Text passage:
--------------------------------
# Bicycling Magazine C50 review - WHAT A JOKE!



## charliekeri (Apr 12, 2006)

So a get my new copy of Bicycling Magazine in the mail. Each month I get it I ask why I still subscribe. and then I say it's cheap enough for bathroom swag....But this month took the cake. :mad2: 

On the front cover it says "TESTED! THE STUNNING COLNAGO C50". Owning a 2006 C50 I was eager to read their review. Their review consisted of 6 weakly written paragraphs on the right side of the page which said very little about the bike and their typical lame attractive non rider picture taking up 75% of the page/story.

Don't waste your money on this lame magazine. It's the worst payola magazine out there.

-Charlie


----------



## Magsdad (Jun 29, 2005)

Cancelled a LONG time ago....

and yes, I read the review this week in the line at the grocery store. My response: AND???


----------



## SilasCL (Jun 14, 2004)

If by bathroom swag, you mean that you wipe your ass with it, then I would say it's high enough quality. If you're talking about reading it on the toilet, you're liable to induce a hemorrhoid in your haste to wrap things up and throw Bicycling in the garbage.


----------



## zosocane (Aug 29, 2004)

The only worthwhile thing about that rag is Chris Carmichael's excellent training tips page -- and that's one 'friggin page out of a hundred. I'll read that page in the airport newstand then put the rest of the rag back on the stand.

The worst part of the magazine is the "bike town" (or whatever it is) garbage, and how great they are for giving away cruising bikes. All that while they're reviewing $5,000+ road bikes??? :idea: 

While on the subject, my favorite bike mags (in no order) are ROAD and Cyclesport.

So what were we talking about re Colnago?


----------



## Bocephus Jones II (Oct 7, 2004)

fornaca68 said:


> The worst part of the magazine is the "bike town" (or whatever it is) garbage, and how great they are for giving away cruising bikes. All that while they're


They are still doing that bit? I haven't subscribed for years and they were doing that same thing back then.


----------



## Climbing_Clyde (Jun 16, 2007)

That "review " just plain sucked bawls. 

To add insult to injury they direct you to their website for a "complete review" .

To add more insult, the friggin link does not work!


----------



## cbuchanan (Mar 6, 2006)

Agreed, the whole bit about the C50 was beyond pathetic. I fully expected a full page or two of actual review. 



fornaca68 said:


> The only worthwhile thing about that rag is Chris Carmichael's excellent training tips page



That's the only reason I even pick the mag up in the first place.


----------



## rdolson (Sep 2, 2003)

http://link.brightcove.com/services/link/bcpid1156009971/bctid1155224611


----------



## cbuchanan (Mar 6, 2006)

That video is actually pretty good.


----------



## AidanM (Aug 11, 2006)

that guy is so boring


----------



## Climbing_Clyde (Jun 16, 2007)

AidanM said:


> that guy is so boring


:thumbsup: 

Exactly what I was thinking, no emotion whatsoever. 


"hereisareviewofthenewcolnagoc50. througoutthisreviewmypulseneverjumpedabove60bpm"


----------



## zosocane (Aug 29, 2004)

Climbing_Clyde said:



> :thumbsup:
> 
> Exactly what I was thinking, no emotion whatsoever.
> 
> ...


I actually liked the review and the presenter. I don't want the reviewer to get emotional lest he sound like a used car salesman. It seemed like a really objective review, especially the part where he says that the C50 is not the greatest climber nor the greatest sprinter, but it's really good in all phases of cycling.
--------------------------------
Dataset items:
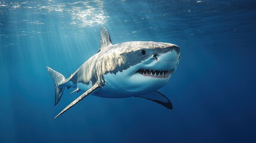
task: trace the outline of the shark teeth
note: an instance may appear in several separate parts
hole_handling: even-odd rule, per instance
[[[171,70],[153,70],[147,69],[140,69],[138,73],[146,76],[155,78],[167,78],[169,77]]]

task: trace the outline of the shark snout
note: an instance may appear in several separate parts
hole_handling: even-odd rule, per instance
[[[176,45],[174,45],[174,44],[171,44],[171,45],[172,46],[169,47],[169,48],[171,49],[171,51],[175,50],[177,54],[180,54],[180,48]]]

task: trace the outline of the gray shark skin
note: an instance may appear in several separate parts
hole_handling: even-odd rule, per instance
[[[158,90],[175,72],[180,55],[180,48],[169,43],[132,41],[112,45],[107,29],[101,27],[98,52],[69,77],[47,67],[55,85],[55,105],[66,88],[76,88],[71,93],[82,93],[54,119],[89,95],[143,98],[172,109],[171,101]]]

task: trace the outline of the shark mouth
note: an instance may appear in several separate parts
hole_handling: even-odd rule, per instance
[[[140,69],[137,72],[146,76],[164,79],[169,77],[171,71]]]

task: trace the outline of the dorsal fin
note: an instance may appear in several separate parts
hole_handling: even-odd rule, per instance
[[[100,48],[98,49],[98,52],[102,49],[111,45],[112,45],[112,43],[109,32],[107,32],[107,30],[106,28],[100,27]]]

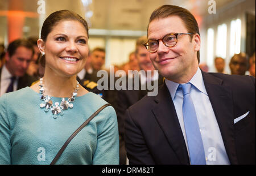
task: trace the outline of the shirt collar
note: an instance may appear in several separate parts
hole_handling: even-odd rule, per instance
[[[172,98],[174,100],[177,87],[180,84],[173,82],[167,79],[165,79],[165,83],[166,86],[167,86],[167,88],[169,89]],[[208,95],[205,87],[204,86],[204,80],[203,79],[202,72],[199,67],[197,68],[197,71],[196,74],[188,83],[191,83],[200,92],[206,95]]]

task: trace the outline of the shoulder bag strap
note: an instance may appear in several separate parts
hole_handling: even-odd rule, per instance
[[[75,132],[70,136],[70,137],[68,139],[68,140],[64,144],[63,146],[62,146],[61,148],[59,151],[58,153],[56,155],[55,157],[52,160],[52,162],[51,162],[51,165],[54,165],[57,160],[59,159],[60,156],[61,155],[63,151],[66,148],[67,146],[70,143],[70,141],[74,138],[74,137],[89,123],[90,121],[98,114],[102,110],[105,108],[111,106],[110,104],[106,104],[102,106],[101,106],[99,109],[98,109],[95,113],[94,113],[85,122],[84,122]]]

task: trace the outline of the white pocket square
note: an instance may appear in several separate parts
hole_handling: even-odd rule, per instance
[[[250,111],[247,111],[247,112],[246,113],[245,113],[245,114],[242,115],[241,116],[240,116],[240,117],[238,117],[238,118],[235,118],[235,119],[234,119],[234,124],[235,124],[236,123],[237,123],[237,122],[240,121],[242,120],[243,118],[244,118],[245,117],[246,117],[246,115],[248,115],[248,114],[249,114],[249,113],[250,113]]]

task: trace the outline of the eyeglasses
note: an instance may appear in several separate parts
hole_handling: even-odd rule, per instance
[[[155,53],[159,46],[159,40],[162,40],[163,43],[168,48],[172,48],[175,46],[177,42],[177,36],[183,35],[192,35],[193,33],[169,33],[163,37],[163,38],[158,40],[150,40],[143,45],[146,49],[150,53]]]

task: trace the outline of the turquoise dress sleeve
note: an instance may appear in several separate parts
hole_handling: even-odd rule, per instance
[[[11,164],[10,124],[6,113],[6,96],[0,97],[0,165]]]

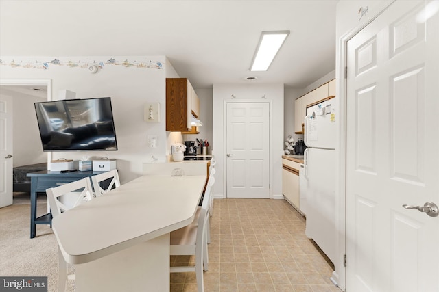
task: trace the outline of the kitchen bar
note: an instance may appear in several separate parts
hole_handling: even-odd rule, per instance
[[[191,223],[206,175],[143,175],[53,220],[82,291],[169,290],[169,233]]]

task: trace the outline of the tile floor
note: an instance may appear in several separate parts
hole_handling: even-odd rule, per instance
[[[333,269],[284,200],[215,200],[204,291],[340,292]],[[172,256],[171,265],[193,264]],[[195,273],[171,273],[171,292],[197,291]]]

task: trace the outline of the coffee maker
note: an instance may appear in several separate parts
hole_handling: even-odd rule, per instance
[[[185,141],[185,146],[186,146],[185,155],[197,155],[197,148],[195,146],[195,141]]]

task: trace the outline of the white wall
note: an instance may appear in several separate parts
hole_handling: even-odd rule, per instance
[[[165,161],[167,147],[165,131],[165,68],[164,56],[125,57],[112,58],[117,60],[135,60],[146,62],[152,60],[163,65],[161,69],[145,68],[119,64],[104,64],[96,74],[91,74],[86,66],[87,62],[106,61],[111,57],[57,57],[61,64],[49,64],[42,68],[44,61],[53,57],[19,57],[2,56],[3,64],[0,66],[0,76],[3,79],[51,79],[53,99],[56,100],[61,90],[69,90],[76,93],[76,98],[110,96],[115,127],[117,139],[117,151],[65,152],[54,152],[54,158],[65,157],[79,159],[84,155],[106,157],[117,159],[117,168],[123,183],[132,180],[142,173],[142,163],[151,162],[151,157],[157,157],[159,161]],[[27,66],[12,66],[16,64]],[[78,66],[70,66],[69,60]],[[35,66],[35,64],[38,64]],[[175,72],[175,70],[174,70]],[[147,102],[161,104],[161,121],[158,123],[143,120],[143,107]],[[35,121],[34,121],[35,122]],[[36,127],[37,131],[38,128]],[[156,135],[157,147],[147,146],[148,135]],[[38,143],[38,146],[40,143]]]
[[[231,95],[236,99],[258,100],[265,95],[268,101],[272,101],[272,146],[270,159],[272,168],[270,169],[272,181],[272,192],[274,197],[282,194],[282,157],[283,154],[283,84],[252,84],[248,85],[233,84],[214,84],[213,102],[213,144],[214,154],[217,159],[216,183],[213,193],[215,197],[225,198],[224,155],[226,149],[224,144],[224,101],[231,100]]]
[[[303,88],[285,88],[283,103],[283,140],[286,141],[289,135],[297,141],[298,138],[303,139],[303,135],[294,133],[294,101],[300,97]],[[285,146],[284,146],[285,149]]]

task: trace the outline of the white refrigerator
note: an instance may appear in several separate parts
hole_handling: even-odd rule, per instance
[[[309,107],[305,118],[305,234],[335,263],[336,99]]]

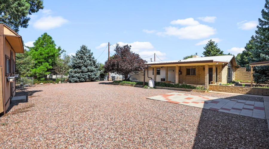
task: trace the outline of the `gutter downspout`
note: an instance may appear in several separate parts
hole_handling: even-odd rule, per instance
[[[147,72],[147,73],[148,73],[148,77],[149,78],[150,78],[151,79],[151,80],[152,80],[152,77],[149,77],[149,65],[147,65],[147,69],[148,69],[148,71],[147,71],[148,72]]]

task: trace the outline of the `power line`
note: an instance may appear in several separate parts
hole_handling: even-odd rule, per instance
[[[107,46],[108,46],[108,44],[107,46],[106,46],[106,48],[107,48]],[[98,58],[100,58],[100,56],[101,56],[101,55],[102,55],[102,54],[103,54],[103,53],[104,53],[104,51],[105,50],[106,50],[106,48],[104,50],[104,51],[103,51],[103,52],[102,52],[102,53],[101,53],[101,54],[100,55],[99,55],[99,57],[98,57],[98,58],[97,58],[97,59],[96,59],[97,60],[98,60]]]
[[[154,55],[154,54],[152,54],[152,55],[151,55],[151,56],[148,56],[148,57],[145,57],[145,58],[148,58],[148,57],[150,57],[151,56],[152,56],[152,55]]]
[[[157,56],[157,55],[156,54],[155,54],[155,55],[156,55],[156,56],[157,56],[157,57],[158,58],[158,56]],[[160,59],[159,58],[159,58],[159,60],[161,60],[161,61],[162,61],[162,60],[161,60],[161,59]]]

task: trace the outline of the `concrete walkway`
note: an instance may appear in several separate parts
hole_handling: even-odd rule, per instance
[[[228,99],[176,92],[148,97],[147,99],[256,118],[266,119],[265,111],[265,105],[264,104],[264,103],[261,102]],[[269,99],[268,102],[269,104]],[[269,111],[268,112],[269,112]],[[269,116],[269,113],[267,115]]]

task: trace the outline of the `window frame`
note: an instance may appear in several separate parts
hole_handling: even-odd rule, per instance
[[[190,69],[190,74],[187,74],[187,70],[188,69]],[[195,74],[192,74],[192,69],[195,69]],[[196,75],[196,68],[186,68],[186,75]]]
[[[6,58],[5,59],[5,74],[6,74],[6,76],[7,76],[10,75],[11,74],[11,73],[10,72],[10,58],[9,57],[9,56],[8,56],[7,55],[5,55]],[[9,62],[7,63],[7,60],[9,60]],[[8,66],[7,66],[7,64],[8,64]],[[7,68],[8,68],[8,70],[9,72],[7,72]]]
[[[158,74],[158,70],[159,71],[159,73],[160,74]],[[161,68],[158,68],[156,69],[156,75],[161,75]]]

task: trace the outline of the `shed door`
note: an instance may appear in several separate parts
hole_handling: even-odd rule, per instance
[[[213,68],[208,68],[208,74],[209,75],[208,78],[208,84],[210,84],[210,82],[213,81]]]

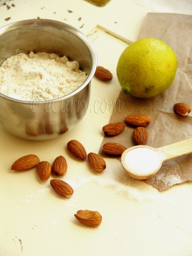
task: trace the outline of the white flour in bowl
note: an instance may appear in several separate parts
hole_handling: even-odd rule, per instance
[[[11,98],[30,101],[52,100],[79,87],[87,76],[76,61],[55,53],[19,53],[0,66],[0,92]]]

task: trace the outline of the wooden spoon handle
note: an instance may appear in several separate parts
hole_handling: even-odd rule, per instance
[[[192,153],[192,138],[166,145],[157,149],[166,154],[164,161]]]

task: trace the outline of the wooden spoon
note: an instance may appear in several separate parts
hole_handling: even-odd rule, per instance
[[[123,167],[130,176],[138,180],[154,175],[163,161],[192,153],[192,138],[154,148],[149,146],[132,147],[122,154]]]

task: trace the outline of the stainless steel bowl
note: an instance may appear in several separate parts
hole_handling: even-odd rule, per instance
[[[28,140],[52,139],[71,130],[85,116],[91,80],[97,66],[95,50],[81,31],[65,23],[35,19],[0,28],[0,65],[20,52],[45,52],[65,55],[78,61],[88,75],[81,85],[63,97],[47,102],[26,102],[0,93],[0,125],[7,132]]]

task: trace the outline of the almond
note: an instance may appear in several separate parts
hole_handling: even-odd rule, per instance
[[[54,190],[62,197],[69,197],[73,193],[73,188],[64,180],[54,179],[50,181],[50,184]]]
[[[40,162],[37,168],[37,172],[41,180],[47,180],[51,174],[51,165],[47,161]]]
[[[114,136],[122,132],[126,126],[126,124],[121,122],[111,123],[106,124],[102,128],[103,132],[106,135]]]
[[[190,107],[183,102],[176,103],[174,105],[173,109],[177,114],[184,116],[187,116],[191,111]]]
[[[132,114],[127,116],[125,121],[134,126],[146,126],[151,122],[151,117],[145,114]]]
[[[136,145],[146,145],[148,140],[148,132],[145,127],[137,127],[133,133],[132,137]]]
[[[36,155],[26,155],[16,161],[12,165],[11,169],[15,171],[28,170],[37,165],[40,162],[39,158]]]
[[[55,175],[64,175],[66,172],[67,164],[62,156],[57,156],[52,165],[52,171]]]
[[[113,78],[113,75],[110,71],[100,66],[97,67],[95,76],[98,79],[105,82],[110,81]]]
[[[67,148],[75,156],[81,160],[85,160],[87,153],[85,148],[81,142],[76,140],[72,140],[67,143]]]
[[[108,142],[103,145],[102,149],[105,153],[111,155],[121,155],[127,147],[114,142]]]
[[[74,216],[79,221],[90,227],[97,227],[102,221],[101,214],[97,211],[79,210]]]
[[[89,153],[88,159],[90,165],[95,171],[101,171],[106,168],[106,164],[103,158],[95,153]]]

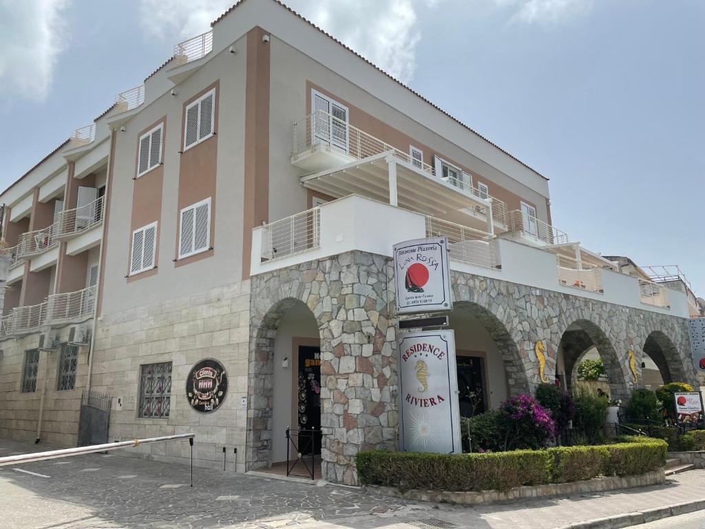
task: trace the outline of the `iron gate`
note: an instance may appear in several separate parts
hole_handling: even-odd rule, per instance
[[[110,425],[110,396],[91,389],[84,389],[78,417],[78,446],[108,442]]]

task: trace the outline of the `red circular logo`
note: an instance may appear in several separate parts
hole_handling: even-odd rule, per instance
[[[429,281],[429,269],[420,262],[415,262],[409,267],[407,276],[417,286],[423,286]]]

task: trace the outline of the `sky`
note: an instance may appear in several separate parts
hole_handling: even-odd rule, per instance
[[[0,0],[0,187],[232,1]],[[705,1],[285,3],[550,178],[572,241],[705,297]]]

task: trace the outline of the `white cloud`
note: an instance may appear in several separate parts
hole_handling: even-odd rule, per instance
[[[493,0],[514,11],[511,21],[556,25],[587,12],[592,0]]]
[[[140,0],[145,32],[188,38],[207,31],[234,0]],[[438,0],[427,0],[428,7]],[[416,69],[421,39],[413,0],[291,0],[287,5],[403,83]],[[176,42],[174,43],[176,44]]]
[[[43,101],[68,38],[68,0],[0,0],[0,94]]]

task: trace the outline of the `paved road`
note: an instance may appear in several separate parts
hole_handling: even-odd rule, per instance
[[[37,449],[0,439],[0,456]],[[0,528],[551,529],[705,498],[705,470],[659,487],[477,508],[200,468],[191,488],[188,467],[118,453],[0,467]]]

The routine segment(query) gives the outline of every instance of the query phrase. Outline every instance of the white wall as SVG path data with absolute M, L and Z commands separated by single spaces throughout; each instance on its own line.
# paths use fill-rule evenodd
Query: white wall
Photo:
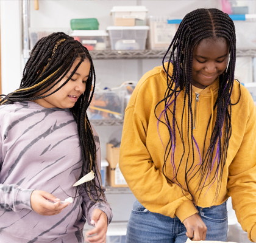
M 20 86 L 23 69 L 21 1 L 1 1 L 2 92 Z
M 32 28 L 70 29 L 73 18 L 96 18 L 99 29 L 113 25 L 110 10 L 115 5 L 142 5 L 148 9 L 148 16 L 169 15 L 182 18 L 187 13 L 201 7 L 220 8 L 219 0 L 39 0 L 39 10 L 30 0 Z M 8 94 L 20 85 L 23 72 L 22 1 L 0 1 L 2 86 L 3 94 Z M 96 81 L 101 87 L 112 87 L 127 81 L 138 81 L 143 74 L 161 64 L 160 59 L 94 60 Z M 100 133 L 102 154 L 110 134 L 116 128 L 96 127 Z

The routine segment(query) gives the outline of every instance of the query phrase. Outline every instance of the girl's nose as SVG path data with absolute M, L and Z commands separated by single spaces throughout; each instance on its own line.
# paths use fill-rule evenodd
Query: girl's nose
M 77 80 L 77 83 L 76 84 L 75 90 L 79 91 L 81 93 L 84 93 L 85 91 L 85 84 L 83 81 Z
M 216 71 L 216 66 L 213 63 L 207 64 L 205 70 L 208 74 L 213 74 Z

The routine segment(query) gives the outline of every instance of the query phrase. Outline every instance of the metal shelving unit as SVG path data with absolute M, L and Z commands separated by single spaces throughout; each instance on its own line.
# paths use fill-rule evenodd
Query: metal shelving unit
M 163 58 L 166 50 L 91 50 L 93 60 Z M 256 56 L 256 50 L 236 50 L 237 56 Z
M 166 50 L 91 50 L 90 52 L 93 60 L 106 59 L 151 59 L 163 58 Z M 256 50 L 236 50 L 237 56 L 256 57 Z M 94 126 L 123 126 L 123 120 L 91 120 Z
M 94 126 L 123 126 L 124 120 L 123 119 L 92 119 L 90 120 L 90 122 Z

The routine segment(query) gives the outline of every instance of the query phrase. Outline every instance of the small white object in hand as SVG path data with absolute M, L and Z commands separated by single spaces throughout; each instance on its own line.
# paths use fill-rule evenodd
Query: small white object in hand
M 70 197 L 65 199 L 64 201 L 60 201 L 60 202 L 62 202 L 63 204 L 67 202 L 70 202 L 71 204 L 72 202 L 73 202 L 73 199 L 71 197 Z
M 73 185 L 73 187 L 76 187 L 83 183 L 87 182 L 89 180 L 91 180 L 93 178 L 94 178 L 94 173 L 93 171 L 91 171 L 91 172 L 89 172 L 89 173 L 82 177 L 79 181 L 76 182 Z

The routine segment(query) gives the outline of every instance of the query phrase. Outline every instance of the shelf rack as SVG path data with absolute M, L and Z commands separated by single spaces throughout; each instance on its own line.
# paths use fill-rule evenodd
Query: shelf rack
M 166 50 L 91 50 L 93 60 L 163 58 Z M 237 56 L 256 56 L 256 50 L 236 50 Z
M 90 53 L 93 60 L 106 59 L 152 59 L 163 58 L 166 50 L 91 50 Z M 256 57 L 255 50 L 236 50 L 236 56 Z M 94 126 L 122 126 L 123 120 L 91 120 Z
M 123 119 L 101 119 L 90 120 L 90 122 L 94 126 L 123 126 Z

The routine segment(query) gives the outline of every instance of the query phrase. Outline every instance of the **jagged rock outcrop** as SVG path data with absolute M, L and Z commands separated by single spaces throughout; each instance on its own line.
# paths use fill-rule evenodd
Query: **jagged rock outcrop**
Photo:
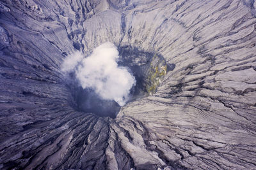
M 256 1 L 0 2 L 0 169 L 256 169 Z M 76 111 L 63 59 L 110 41 L 175 68 L 117 117 Z

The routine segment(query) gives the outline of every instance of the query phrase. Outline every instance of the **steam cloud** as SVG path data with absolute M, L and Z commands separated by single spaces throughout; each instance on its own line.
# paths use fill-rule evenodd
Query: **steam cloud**
M 86 58 L 80 52 L 68 56 L 62 64 L 62 70 L 75 70 L 83 89 L 93 89 L 102 99 L 114 100 L 123 106 L 136 80 L 126 67 L 118 66 L 118 58 L 115 45 L 105 43 Z

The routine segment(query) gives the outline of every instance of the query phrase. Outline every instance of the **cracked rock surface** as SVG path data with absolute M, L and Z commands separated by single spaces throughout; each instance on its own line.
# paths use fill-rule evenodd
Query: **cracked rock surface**
M 256 1 L 1 0 L 1 169 L 255 169 Z M 110 41 L 175 67 L 117 117 L 61 65 Z

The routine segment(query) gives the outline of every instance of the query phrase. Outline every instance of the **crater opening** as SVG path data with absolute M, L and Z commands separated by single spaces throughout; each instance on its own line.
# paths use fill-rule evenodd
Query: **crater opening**
M 99 71 L 104 70 L 104 69 L 99 68 L 95 70 L 93 69 L 93 73 L 98 71 L 97 74 L 103 74 L 103 77 L 100 76 L 97 78 L 86 78 L 86 81 L 83 83 L 86 84 L 91 83 L 96 86 L 99 85 L 97 83 L 103 83 L 105 85 L 104 88 L 111 89 L 113 88 L 112 85 L 115 85 L 113 83 L 118 83 L 119 82 L 118 80 L 121 81 L 134 81 L 134 82 L 126 82 L 124 83 L 125 85 L 122 87 L 115 86 L 113 90 L 108 90 L 114 93 L 114 94 L 106 93 L 107 95 L 109 96 L 108 96 L 109 97 L 106 97 L 100 94 L 100 92 L 105 93 L 105 90 L 108 89 L 101 89 L 100 88 L 98 89 L 97 89 L 97 87 L 95 87 L 93 85 L 91 87 L 84 85 L 81 82 L 83 81 L 83 76 L 98 76 L 99 75 L 95 75 L 93 73 L 88 71 L 88 69 L 91 69 L 89 66 L 86 65 L 84 70 L 81 69 L 81 67 L 84 66 L 81 66 L 84 64 L 84 62 L 88 62 L 88 60 L 83 60 L 83 59 L 84 57 L 73 56 L 73 62 L 76 60 L 75 58 L 79 58 L 79 59 L 77 62 L 77 64 L 74 64 L 75 66 L 73 67 L 73 69 L 75 71 L 72 70 L 68 74 L 69 80 L 72 80 L 72 81 L 69 81 L 68 87 L 72 91 L 72 106 L 76 110 L 84 113 L 92 113 L 99 117 L 109 117 L 115 118 L 120 111 L 121 107 L 127 103 L 155 93 L 163 77 L 168 71 L 173 70 L 175 67 L 174 64 L 168 64 L 163 56 L 153 52 L 144 52 L 140 50 L 138 48 L 131 46 L 118 46 L 116 50 L 118 57 L 115 59 L 116 66 L 120 68 L 120 69 L 113 69 L 113 71 L 124 71 L 124 73 L 126 73 L 125 71 L 127 71 L 133 77 L 134 80 L 132 78 L 127 80 L 126 78 L 121 76 L 118 78 L 118 79 L 121 80 L 118 80 L 117 83 L 115 80 L 114 81 L 110 81 L 106 85 L 104 83 L 109 81 L 108 79 L 111 78 L 109 76 L 115 76 L 115 74 L 104 74 L 106 73 L 104 73 L 104 71 L 100 72 Z M 93 54 L 91 54 L 84 59 L 90 57 L 90 56 L 92 55 Z M 97 60 L 97 59 L 92 59 Z M 97 62 L 103 62 L 101 60 L 102 59 Z M 90 63 L 90 64 L 94 64 Z M 99 67 L 109 66 L 104 66 L 104 64 L 99 64 Z M 107 64 L 108 64 L 108 62 Z M 97 65 L 96 64 L 94 66 L 97 67 Z M 79 71 L 88 71 L 88 74 L 79 74 L 79 73 L 77 73 Z M 129 74 L 121 74 L 121 76 L 129 76 Z M 92 79 L 93 80 L 96 80 L 96 81 L 90 82 L 92 81 Z M 127 85 L 130 85 L 129 89 L 126 89 L 125 92 L 127 94 L 124 93 L 123 96 L 118 96 L 117 94 L 120 94 L 119 91 L 124 91 L 124 89 L 120 89 L 120 88 L 126 88 Z M 120 99 L 116 96 L 122 96 L 122 98 Z

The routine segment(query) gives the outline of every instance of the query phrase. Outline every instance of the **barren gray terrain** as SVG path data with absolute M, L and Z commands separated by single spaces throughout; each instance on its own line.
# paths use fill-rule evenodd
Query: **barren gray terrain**
M 1 0 L 0 169 L 256 169 L 255 8 Z M 61 71 L 107 41 L 172 66 L 115 118 L 76 110 Z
--------------------------------
Set tasks:
[1] From the forum thread about the C50 review, copy the passage starting at "So a get my" up to and including "(Jun 29, 2005)".
[2] In the forum thread about the C50 review, condense the paragraph beginning "On the front cover it says" into a shorter version that keeps its main facts.

Solutions to the problems:
[1]
So a get my new copy of Bicycling Magazine in the mail. Each month I get it I ask why I still subscribe. and then I say it's cheap enough for bathroom swag....But this month took the cake. :mad2: 

On the front cover it says "TESTED! THE STUNNING COLNAGO C50". Owning a 2006 C50 I was eager to read their review. Their review consisted of 6 weakly written paragraphs on the right side of the page which said very little about the bike and their typical lame attractive non rider picture taking up 75% of the page/story.

Don't waste your money on this lame magazine. It's the worst payola magazine out there.

-Charlie


----------



## Magsdad (Jun 29, 2005)

[2] The cover promised a tested Colnago C50, and the poster, a 2006 C50 owner, was eager to read it. The review turned out to be six weak paragraphs on the right side of the page that said little about the bike. A typical picture of an attractive non-rider took up 75% of the page.